== Input rows
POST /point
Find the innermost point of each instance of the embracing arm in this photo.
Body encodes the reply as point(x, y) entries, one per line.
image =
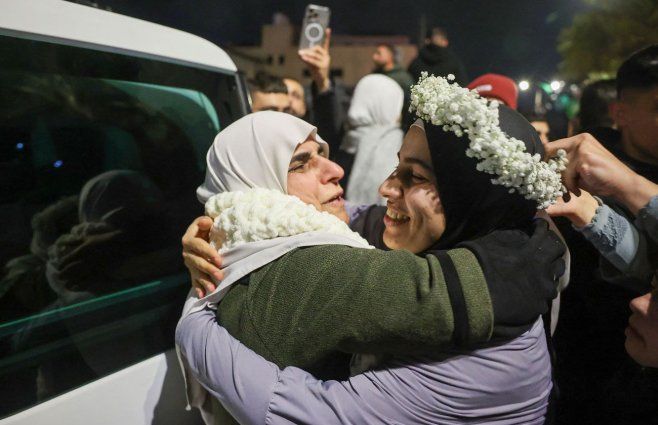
point(255, 390)
point(365, 301)
point(359, 300)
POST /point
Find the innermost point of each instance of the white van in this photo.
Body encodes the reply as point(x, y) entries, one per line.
point(104, 125)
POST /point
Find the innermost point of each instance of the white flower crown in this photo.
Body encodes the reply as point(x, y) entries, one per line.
point(461, 111)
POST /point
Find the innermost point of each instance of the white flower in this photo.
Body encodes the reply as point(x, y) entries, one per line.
point(443, 103)
point(259, 214)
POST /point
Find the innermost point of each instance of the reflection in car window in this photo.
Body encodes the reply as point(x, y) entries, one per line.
point(100, 155)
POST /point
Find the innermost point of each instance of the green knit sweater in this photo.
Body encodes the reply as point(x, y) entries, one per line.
point(315, 306)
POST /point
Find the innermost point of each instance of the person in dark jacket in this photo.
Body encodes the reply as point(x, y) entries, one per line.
point(436, 58)
point(609, 388)
point(387, 63)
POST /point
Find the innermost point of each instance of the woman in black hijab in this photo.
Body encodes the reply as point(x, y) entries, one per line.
point(437, 199)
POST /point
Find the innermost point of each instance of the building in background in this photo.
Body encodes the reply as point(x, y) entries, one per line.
point(351, 56)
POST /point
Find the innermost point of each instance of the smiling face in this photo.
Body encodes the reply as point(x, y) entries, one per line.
point(414, 219)
point(313, 178)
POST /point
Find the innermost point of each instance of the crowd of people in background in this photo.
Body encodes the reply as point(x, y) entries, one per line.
point(604, 365)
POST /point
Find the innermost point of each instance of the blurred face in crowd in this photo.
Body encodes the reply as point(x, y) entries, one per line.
point(296, 96)
point(313, 178)
point(261, 101)
point(636, 116)
point(542, 129)
point(414, 217)
point(383, 58)
point(439, 40)
point(642, 331)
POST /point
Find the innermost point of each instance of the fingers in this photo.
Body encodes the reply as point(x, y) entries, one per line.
point(567, 144)
point(203, 285)
point(558, 268)
point(559, 209)
point(200, 265)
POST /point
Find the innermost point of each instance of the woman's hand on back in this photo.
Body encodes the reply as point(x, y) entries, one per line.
point(580, 210)
point(202, 260)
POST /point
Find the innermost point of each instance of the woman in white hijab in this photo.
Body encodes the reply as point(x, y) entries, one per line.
point(374, 136)
point(315, 306)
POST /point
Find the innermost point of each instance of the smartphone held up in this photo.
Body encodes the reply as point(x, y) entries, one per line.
point(316, 21)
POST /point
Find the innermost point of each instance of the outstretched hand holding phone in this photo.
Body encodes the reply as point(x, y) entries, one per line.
point(318, 60)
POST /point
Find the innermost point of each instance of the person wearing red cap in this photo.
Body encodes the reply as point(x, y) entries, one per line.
point(496, 86)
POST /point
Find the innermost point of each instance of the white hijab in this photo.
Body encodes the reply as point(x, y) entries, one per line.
point(253, 152)
point(375, 136)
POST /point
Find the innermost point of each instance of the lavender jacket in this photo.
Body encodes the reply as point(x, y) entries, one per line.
point(507, 384)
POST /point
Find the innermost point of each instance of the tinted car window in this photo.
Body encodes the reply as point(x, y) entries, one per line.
point(100, 155)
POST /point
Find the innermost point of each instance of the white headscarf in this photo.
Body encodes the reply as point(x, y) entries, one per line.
point(377, 100)
point(375, 136)
point(253, 152)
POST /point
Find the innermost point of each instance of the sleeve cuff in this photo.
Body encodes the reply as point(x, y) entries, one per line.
point(647, 218)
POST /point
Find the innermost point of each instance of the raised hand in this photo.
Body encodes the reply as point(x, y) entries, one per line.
point(318, 60)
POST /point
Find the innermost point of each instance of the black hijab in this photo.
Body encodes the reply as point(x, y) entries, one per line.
point(472, 204)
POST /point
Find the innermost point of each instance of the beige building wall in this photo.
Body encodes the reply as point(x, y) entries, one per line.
point(351, 56)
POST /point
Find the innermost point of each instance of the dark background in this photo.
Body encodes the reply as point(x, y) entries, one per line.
point(513, 37)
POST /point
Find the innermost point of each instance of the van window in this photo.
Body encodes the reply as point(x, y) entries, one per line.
point(100, 156)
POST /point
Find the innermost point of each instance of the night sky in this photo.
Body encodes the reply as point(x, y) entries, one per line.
point(513, 37)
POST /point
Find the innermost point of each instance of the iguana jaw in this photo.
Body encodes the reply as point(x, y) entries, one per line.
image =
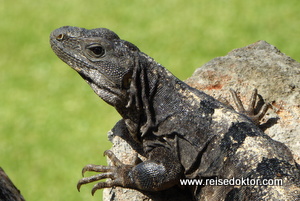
point(102, 86)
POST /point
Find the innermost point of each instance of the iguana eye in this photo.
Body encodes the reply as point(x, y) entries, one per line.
point(96, 51)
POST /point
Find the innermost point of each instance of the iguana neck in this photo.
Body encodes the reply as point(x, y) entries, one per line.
point(148, 79)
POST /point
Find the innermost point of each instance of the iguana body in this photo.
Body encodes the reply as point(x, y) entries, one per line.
point(184, 132)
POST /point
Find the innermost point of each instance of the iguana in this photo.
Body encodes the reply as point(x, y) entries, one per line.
point(185, 133)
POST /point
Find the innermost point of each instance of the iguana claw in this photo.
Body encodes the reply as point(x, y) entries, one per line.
point(112, 172)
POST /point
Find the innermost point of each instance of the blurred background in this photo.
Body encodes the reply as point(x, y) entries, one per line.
point(51, 122)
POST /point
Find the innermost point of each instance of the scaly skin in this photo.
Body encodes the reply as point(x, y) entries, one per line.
point(184, 132)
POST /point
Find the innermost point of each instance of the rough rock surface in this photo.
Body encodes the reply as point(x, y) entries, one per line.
point(259, 65)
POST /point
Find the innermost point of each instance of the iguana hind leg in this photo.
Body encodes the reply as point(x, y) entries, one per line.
point(252, 106)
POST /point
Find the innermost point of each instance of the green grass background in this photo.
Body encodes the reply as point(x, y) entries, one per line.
point(52, 124)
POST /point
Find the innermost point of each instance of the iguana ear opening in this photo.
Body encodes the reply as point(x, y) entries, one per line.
point(127, 80)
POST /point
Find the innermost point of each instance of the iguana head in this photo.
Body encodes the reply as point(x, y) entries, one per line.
point(104, 60)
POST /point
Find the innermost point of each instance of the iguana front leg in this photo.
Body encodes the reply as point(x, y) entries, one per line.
point(160, 172)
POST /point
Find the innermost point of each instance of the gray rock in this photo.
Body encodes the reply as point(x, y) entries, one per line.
point(261, 66)
point(276, 77)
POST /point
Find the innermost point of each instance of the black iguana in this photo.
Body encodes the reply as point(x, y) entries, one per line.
point(184, 132)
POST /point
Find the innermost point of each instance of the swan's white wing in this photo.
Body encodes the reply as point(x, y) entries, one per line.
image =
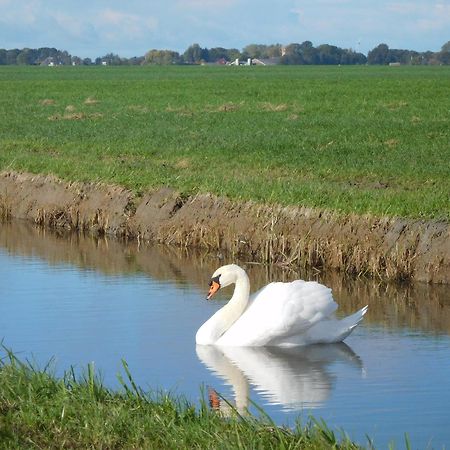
point(278, 311)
====
▸ **Task**
Copy everything from the first of these lines down through the one containing "point(104, 125)", substituting "silver van" for "white van" and changing nothing else. Leave the pictures out.

▸ **Written reply**
POST /point
Find the innermost point of each instance of the embracing arm in this photo.
Body encodes the reply as point(x, y) entries, one per line.
image =
point(255, 390)
point(365, 301)
point(359, 300)
POST /point
Find the innermost point of each instance of the silver van in this photo.
Body encodes the reply as point(x, y) entries, one per line.
point(104, 125)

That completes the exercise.